- _PASSAGE_
====
If you stick to a (your) style it will stop you from being creative

different perspective, and definitely sounds right to me Juergen

Excellent point Juergen, nobody likes a one-trick-pony.


Blahhhhhhhhhh. Knowing trends and your target market means you are running your BUSINESS competently. Your STYLE separates your business from the business down the street that charges the same as you do. Richard Avedon's pictures didn't look like Irving Penn's pictures. Annie Leibovitz pictures don't look like Bruce Webber's pictures. If you want to go contemporary, Sean Flanigan's wedding photography doesn't look like Sam Hurd's or Ryan Brenizer's wedding photography. They ALL have unique style that clearly separates them from their peers and keeps them in high demand with their clientele.

maybe you should read the 4th paragraph once again

I don't know if you NEED your own style, but I can tell you how you (might) get it. Study the heck out of the history of photography. Find works that really speaks to you.

Then, plagiarizer the shit out of it. There's real value in looking at good stuff that moves you, and spending serious time reverse-engineering it so you can do it, too.

I'll give you an example from music: Keith Richards wanted more than anything to play like Chuck Berry. Listen to "The Rolling Stones Now" and you'll hear he succeeded. Not long after he heard the "Satisfaction" riff in a dream....

William Eggleston started out trying to be Cartier Bresson. And in black and white, he got pretty damn close.

Then, he switched to color.

Will you wind up with a distinctive style? Luck probably plays a part, too, but "the harder I work, the more luck I seem to have."

good point Stephen!

A little late to the conversations, but great article! As an aspiring professional photographer, this is exactly what I needed to read to validate some of my thoughts, and also make more sense of them. I think you're onto something when you say the majority of people choose photographers based on budget/availability. I've seen a lot of online talk about "branding, choosing a specific style and sticking with it, etc." and to me, this just doesn't make total sense. Yes, you are so right, if I were in the top 1% I can see how this would be important... But right now I'm growing and learning constantly--the top 1% had to start somewhere too, and I'm sure most got there through trial and error.

I've also wondered--those people who have a consistent style.. How often do they miss out on jobs that they otherwise may have booked had they shown a little more variety in their style? I'd say style is important, but talking with your client about their desires and expectations is probably more important.
====
(A run of records)
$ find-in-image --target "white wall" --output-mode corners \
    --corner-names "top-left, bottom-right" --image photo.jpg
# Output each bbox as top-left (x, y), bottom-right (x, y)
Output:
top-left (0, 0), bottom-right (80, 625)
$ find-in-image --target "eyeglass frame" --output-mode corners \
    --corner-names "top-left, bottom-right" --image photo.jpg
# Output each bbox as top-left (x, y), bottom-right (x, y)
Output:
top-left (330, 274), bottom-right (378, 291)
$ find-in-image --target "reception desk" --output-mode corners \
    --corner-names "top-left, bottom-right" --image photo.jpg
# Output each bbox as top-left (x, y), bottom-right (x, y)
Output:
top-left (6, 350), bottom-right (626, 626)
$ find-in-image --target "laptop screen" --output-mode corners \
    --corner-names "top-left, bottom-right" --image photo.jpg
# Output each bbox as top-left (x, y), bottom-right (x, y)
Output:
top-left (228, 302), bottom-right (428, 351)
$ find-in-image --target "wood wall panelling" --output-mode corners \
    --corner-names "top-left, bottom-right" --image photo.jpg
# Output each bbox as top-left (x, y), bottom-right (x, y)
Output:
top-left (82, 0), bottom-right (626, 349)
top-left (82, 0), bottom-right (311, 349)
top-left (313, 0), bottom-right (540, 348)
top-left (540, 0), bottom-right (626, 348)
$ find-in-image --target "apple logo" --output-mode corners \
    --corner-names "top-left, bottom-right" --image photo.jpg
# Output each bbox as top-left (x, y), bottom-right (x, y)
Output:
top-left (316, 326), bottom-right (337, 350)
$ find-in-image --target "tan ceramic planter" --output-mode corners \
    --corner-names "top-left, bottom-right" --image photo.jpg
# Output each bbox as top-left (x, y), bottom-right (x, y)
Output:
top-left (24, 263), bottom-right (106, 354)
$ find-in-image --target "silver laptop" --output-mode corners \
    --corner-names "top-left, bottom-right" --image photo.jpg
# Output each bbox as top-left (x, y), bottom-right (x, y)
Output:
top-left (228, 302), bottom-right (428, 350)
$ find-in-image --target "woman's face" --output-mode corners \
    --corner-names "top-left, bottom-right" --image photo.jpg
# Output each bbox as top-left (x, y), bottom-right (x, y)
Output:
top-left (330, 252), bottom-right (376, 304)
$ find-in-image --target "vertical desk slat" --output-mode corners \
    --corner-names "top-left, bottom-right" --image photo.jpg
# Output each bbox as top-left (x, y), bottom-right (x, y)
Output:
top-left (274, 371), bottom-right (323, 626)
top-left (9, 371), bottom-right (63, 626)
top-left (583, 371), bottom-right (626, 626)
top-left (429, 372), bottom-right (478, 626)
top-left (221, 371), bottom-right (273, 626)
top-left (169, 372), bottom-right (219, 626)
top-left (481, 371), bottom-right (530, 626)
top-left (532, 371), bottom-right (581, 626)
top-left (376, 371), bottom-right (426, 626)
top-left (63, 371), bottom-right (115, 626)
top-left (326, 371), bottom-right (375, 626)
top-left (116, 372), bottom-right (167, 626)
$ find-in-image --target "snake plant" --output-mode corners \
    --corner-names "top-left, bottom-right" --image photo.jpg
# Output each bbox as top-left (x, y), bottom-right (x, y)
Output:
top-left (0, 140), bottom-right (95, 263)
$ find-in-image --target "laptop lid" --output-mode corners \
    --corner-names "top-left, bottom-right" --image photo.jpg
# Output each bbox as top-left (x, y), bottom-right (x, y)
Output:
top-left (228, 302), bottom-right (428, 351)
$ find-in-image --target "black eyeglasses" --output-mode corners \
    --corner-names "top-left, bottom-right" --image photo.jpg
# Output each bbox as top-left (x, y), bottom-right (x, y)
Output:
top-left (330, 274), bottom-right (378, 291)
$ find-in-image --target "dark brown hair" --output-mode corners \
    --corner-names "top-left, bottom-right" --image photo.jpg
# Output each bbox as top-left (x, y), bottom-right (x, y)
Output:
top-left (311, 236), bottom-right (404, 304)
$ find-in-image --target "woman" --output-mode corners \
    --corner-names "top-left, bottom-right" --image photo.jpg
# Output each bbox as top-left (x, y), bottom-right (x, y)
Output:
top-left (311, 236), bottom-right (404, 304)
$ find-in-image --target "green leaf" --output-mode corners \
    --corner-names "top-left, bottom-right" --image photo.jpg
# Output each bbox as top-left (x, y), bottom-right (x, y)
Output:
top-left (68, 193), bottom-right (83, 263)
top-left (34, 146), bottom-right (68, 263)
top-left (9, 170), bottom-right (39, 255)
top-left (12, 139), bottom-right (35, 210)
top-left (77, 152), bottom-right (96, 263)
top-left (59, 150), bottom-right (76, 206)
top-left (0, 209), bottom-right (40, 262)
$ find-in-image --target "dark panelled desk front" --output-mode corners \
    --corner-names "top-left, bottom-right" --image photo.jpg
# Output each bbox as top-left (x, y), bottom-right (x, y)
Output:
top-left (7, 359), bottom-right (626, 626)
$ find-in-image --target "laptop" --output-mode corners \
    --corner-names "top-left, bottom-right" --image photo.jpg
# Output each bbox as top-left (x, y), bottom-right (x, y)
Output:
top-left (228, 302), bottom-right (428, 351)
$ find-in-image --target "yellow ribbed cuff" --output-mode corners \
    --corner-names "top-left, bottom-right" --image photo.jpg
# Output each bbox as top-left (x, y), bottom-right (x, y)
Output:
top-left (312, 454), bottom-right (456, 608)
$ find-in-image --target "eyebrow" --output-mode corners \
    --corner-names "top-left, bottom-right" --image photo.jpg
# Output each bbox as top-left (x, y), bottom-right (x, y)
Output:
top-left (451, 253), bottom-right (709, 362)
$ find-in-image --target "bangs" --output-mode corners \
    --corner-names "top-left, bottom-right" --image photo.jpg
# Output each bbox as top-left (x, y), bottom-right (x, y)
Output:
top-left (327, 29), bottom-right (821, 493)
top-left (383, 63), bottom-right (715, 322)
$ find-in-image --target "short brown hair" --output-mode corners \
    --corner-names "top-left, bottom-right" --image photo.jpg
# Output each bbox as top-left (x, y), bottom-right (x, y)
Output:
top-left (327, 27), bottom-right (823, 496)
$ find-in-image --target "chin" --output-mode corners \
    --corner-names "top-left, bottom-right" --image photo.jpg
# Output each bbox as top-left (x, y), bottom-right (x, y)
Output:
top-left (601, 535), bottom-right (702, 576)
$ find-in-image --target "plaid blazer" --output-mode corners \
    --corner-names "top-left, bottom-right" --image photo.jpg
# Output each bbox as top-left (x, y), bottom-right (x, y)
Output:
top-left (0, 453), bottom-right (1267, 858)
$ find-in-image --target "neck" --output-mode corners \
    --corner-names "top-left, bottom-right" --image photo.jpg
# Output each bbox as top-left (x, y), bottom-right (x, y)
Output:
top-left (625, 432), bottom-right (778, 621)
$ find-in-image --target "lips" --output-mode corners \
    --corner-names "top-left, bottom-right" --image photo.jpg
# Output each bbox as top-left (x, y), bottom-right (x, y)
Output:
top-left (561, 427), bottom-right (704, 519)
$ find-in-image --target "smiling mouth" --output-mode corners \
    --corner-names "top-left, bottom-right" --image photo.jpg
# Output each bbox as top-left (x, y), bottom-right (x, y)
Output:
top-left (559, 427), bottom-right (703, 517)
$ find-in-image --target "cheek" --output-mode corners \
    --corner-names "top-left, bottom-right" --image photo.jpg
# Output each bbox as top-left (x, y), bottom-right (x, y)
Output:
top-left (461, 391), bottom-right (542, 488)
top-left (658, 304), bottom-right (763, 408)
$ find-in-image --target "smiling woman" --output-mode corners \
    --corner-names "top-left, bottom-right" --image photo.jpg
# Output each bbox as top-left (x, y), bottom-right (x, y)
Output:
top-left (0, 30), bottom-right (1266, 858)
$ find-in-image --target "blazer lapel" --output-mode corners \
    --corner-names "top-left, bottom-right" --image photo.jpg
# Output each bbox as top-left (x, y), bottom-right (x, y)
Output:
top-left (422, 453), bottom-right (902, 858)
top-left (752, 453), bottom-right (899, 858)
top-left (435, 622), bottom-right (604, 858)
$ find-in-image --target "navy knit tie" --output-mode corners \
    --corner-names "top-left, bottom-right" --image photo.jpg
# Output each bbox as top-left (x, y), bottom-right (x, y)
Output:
====
- _INSTRUCTION_
Repeat the stretch of the discussion on photographic style from "Then, he switched" through "good point Stephen!", word for word.

- _SOLUTION FOR THIS PROBLEM_
Then, he switched to color.

Will you wind up with a distinctive style? Luck probably plays a part, too, but "the harder I work, the more luck I seem to have."

good point Stephen!